→ The problem: Write out the records again, beginning at the line that has "task | put a marker on each instance of the sky" and stopping after the line that has "x=365, y=155", with every line kept. Scale each coordinate in the answers by 0.75 and round to whole numbers, with halves going up, and leave all other numbers unchanged.
-- Begin Material provided --
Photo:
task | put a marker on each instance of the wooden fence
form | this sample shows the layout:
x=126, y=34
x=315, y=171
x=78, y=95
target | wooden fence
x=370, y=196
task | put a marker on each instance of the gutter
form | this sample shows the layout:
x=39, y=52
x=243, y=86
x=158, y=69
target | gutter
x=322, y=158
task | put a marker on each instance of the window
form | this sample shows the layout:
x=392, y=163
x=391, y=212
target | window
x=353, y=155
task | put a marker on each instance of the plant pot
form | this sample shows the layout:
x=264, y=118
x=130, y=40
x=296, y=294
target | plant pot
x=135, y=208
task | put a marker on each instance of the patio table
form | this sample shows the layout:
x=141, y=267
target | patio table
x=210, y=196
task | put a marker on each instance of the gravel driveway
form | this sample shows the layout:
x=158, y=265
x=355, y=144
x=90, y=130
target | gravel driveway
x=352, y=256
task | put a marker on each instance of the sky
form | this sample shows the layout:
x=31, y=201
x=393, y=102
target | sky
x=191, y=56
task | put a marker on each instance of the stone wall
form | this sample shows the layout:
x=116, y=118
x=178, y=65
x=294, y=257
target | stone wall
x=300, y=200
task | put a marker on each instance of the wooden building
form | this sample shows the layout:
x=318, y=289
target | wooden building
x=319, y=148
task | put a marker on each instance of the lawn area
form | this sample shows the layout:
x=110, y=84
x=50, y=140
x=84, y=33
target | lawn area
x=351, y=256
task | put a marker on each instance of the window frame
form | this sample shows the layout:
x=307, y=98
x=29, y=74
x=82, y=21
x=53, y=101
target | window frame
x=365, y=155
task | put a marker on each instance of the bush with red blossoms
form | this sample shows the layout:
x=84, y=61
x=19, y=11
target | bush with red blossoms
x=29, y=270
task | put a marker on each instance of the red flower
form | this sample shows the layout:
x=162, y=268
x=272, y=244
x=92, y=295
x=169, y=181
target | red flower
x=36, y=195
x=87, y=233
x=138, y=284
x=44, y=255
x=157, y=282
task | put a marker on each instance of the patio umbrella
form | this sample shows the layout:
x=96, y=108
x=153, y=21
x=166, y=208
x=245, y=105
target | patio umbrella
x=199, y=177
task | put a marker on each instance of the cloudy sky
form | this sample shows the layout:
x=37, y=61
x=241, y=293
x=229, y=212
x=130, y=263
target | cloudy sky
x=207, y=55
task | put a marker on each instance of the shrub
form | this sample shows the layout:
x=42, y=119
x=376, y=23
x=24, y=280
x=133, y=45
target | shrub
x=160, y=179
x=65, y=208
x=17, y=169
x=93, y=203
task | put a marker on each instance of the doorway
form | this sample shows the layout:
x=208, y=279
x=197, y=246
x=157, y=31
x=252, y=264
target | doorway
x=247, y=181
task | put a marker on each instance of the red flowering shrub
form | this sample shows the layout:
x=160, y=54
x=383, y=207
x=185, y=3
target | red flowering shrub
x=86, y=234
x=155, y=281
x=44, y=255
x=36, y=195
-- End Material provided --
→ Response:
task | put a marker on each instance of the sky
form | this sample shows the layout:
x=31, y=201
x=393, y=102
target | sky
x=143, y=42
task | put a marker on each instance of the stone wall
form | this sample shows the layout:
x=116, y=118
x=178, y=65
x=294, y=257
target | stone wall
x=225, y=150
task | put a marker on each instance of the wooden building
form | this sample shows the layout:
x=318, y=289
target | wooden building
x=239, y=111
task | put a marker on each instance of the lawn area
form | this sample shows the layout:
x=110, y=84
x=50, y=140
x=84, y=33
target | lawn area
x=263, y=192
task | put a marker on each instance of the window frame
form | this sample shows the layout:
x=307, y=98
x=29, y=74
x=82, y=21
x=53, y=101
target | window frame
x=274, y=116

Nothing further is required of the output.